What the task needs is the data below, written out verbatim.

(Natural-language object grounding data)
—————

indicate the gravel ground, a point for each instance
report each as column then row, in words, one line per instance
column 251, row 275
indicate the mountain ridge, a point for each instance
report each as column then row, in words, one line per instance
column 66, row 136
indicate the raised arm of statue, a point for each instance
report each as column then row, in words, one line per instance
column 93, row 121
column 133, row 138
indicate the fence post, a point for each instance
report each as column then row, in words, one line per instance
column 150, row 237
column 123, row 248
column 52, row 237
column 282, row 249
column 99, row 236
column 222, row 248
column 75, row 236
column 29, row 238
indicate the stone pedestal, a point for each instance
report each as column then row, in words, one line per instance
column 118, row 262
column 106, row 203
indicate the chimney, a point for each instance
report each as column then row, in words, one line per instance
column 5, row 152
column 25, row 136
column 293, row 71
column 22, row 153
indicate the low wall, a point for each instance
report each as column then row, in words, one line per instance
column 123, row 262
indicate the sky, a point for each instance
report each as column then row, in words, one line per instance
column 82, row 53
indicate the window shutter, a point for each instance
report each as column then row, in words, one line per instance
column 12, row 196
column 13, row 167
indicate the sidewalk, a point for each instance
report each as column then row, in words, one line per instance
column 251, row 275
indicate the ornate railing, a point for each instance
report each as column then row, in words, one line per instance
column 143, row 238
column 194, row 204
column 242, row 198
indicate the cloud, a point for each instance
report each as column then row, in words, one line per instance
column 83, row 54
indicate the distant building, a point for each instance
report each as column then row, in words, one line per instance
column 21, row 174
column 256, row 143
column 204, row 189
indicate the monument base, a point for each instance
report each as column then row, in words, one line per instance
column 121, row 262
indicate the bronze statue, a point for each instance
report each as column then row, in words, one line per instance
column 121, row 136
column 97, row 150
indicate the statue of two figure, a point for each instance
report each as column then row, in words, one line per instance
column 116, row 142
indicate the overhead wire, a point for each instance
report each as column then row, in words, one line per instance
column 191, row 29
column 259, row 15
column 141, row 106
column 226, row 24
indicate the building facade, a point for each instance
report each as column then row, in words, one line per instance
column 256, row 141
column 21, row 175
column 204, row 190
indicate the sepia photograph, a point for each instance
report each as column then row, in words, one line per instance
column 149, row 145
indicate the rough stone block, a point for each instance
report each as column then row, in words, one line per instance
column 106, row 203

—————

_Result below_:
indicate the gravel ground, a point for each instance
report each as column then row, in words, one line per instance
column 251, row 275
indicate the mountain ridge, a point for each instance
report each as column then row, in words, one line per instance
column 66, row 136
indicate the raised arm of statue, a point for each instance
report each as column then row, in words, one line per instance
column 93, row 121
column 133, row 138
indicate the fence post, a point for each instance
report each as column then row, in words, one line per instance
column 150, row 237
column 123, row 248
column 52, row 237
column 282, row 249
column 99, row 236
column 222, row 248
column 75, row 236
column 29, row 238
indicate the stone pedestal, a point for each instance
report each as column then row, in words, one line per instance
column 118, row 262
column 106, row 203
indicate the chimney, a point for each instance
report each as column then row, in words, one line per instance
column 5, row 152
column 25, row 136
column 293, row 71
column 22, row 153
indicate the low wall, a point for each instance
report each as column then row, in words, one line per instance
column 123, row 262
indicate the sky, a point for each instance
report each as column then row, in words, one line per instance
column 82, row 53
indicate the window shutter, a point for each instance
report each as column then row, in words, one line per instance
column 12, row 196
column 13, row 167
indicate the sidewalk, a point for each instance
report each as column then row, in words, one line per instance
column 251, row 275
indicate the ornate railing, a point for each instance
report each as column then row, in words, one line per instance
column 143, row 238
column 194, row 204
column 242, row 198
indicate the cloud, a point for each instance
report each as column then row, in words, one line per instance
column 83, row 54
indicate the distant building, a point for each instance
report each as column then row, in words, one line per instance
column 21, row 174
column 256, row 143
column 204, row 189
indicate the monument base, a point for each instance
report each as column then row, in words, one line per instance
column 121, row 262
indicate the bronze statue, a point for each instance
report each as column then row, in words, one line per instance
column 121, row 136
column 97, row 150
indicate the statue of two figure, a point for each instance
report each as column then row, in words, one line per instance
column 116, row 142
indicate the overhead wire, a point for each instance
report each as column then row, in words, one line per instance
column 191, row 29
column 259, row 15
column 141, row 106
column 226, row 24
indicate the building facade, a point for each instance
report each as column then row, in words, one line per instance
column 256, row 141
column 21, row 175
column 204, row 190
indicate the sepia photograph, a point for each instance
report each as column then row, in words, one line per instance
column 149, row 145
indicate the rough stone block, a point for each instance
report each as column then row, in words, one line per instance
column 106, row 203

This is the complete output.